### EXERCISE TASK
Can you write out every line of the records again, starting at the line that contains "the form [114,347]." and ending at the last line of the records, keeping everything else unchanged but increasing each number in the answer point coordinates by 132?

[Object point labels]
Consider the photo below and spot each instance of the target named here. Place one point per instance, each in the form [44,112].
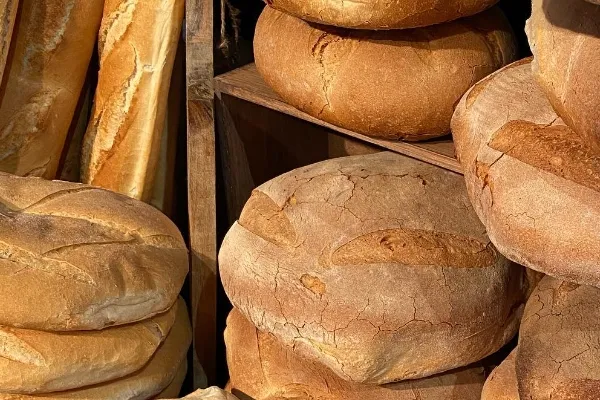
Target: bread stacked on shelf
[392,81]
[369,270]
[89,294]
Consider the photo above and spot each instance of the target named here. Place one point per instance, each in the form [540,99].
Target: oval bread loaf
[565,39]
[533,182]
[502,382]
[375,266]
[262,368]
[87,258]
[54,41]
[558,351]
[373,14]
[144,384]
[393,84]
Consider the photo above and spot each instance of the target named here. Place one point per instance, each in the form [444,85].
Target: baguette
[137,46]
[54,44]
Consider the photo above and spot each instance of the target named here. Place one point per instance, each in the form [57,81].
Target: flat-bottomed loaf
[144,384]
[558,352]
[373,14]
[54,41]
[531,179]
[86,258]
[391,84]
[261,368]
[375,266]
[565,39]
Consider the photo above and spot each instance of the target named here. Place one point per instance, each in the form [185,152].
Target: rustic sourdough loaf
[374,265]
[373,14]
[8,13]
[533,182]
[393,84]
[502,382]
[262,368]
[565,39]
[558,351]
[54,41]
[42,362]
[144,384]
[88,258]
[137,45]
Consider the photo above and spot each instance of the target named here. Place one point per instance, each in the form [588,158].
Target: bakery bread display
[502,382]
[533,182]
[558,351]
[565,39]
[137,46]
[373,14]
[390,84]
[146,383]
[261,368]
[53,44]
[88,258]
[375,266]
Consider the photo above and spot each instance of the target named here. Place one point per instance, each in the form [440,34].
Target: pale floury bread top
[565,39]
[262,368]
[558,352]
[374,14]
[374,265]
[533,182]
[400,84]
[74,257]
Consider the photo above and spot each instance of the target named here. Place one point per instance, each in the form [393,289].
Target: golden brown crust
[372,14]
[450,298]
[530,177]
[122,143]
[54,44]
[392,84]
[89,258]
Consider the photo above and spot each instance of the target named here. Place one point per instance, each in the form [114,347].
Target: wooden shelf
[245,83]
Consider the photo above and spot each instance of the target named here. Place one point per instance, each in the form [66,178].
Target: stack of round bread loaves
[89,303]
[393,70]
[361,273]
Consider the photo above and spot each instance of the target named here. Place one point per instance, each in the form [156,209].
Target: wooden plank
[245,83]
[201,185]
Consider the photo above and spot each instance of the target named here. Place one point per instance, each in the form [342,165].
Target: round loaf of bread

### OUTPUT FOR THIS EXERCISE
Consider the photo above and spot each instance of the target named here. Place one point per instance, each in the form [114,347].
Target: wooden shelf
[377,215]
Consider the photo above and spot each instance of the target named here. Place one point per instance, each in the form [66,178].
Target: stack of round bread loaves
[221,435]
[525,202]
[493,405]
Consider the photo above and spot each instance of the target named here. Place one point per instance, each in the form [156,209].
Target: wooden plank
[377,215]
[333,317]
Consider the photo above and spot each instance of the target named here. Place one point per instance, each in the form [342,165].
Target: round loaf of bread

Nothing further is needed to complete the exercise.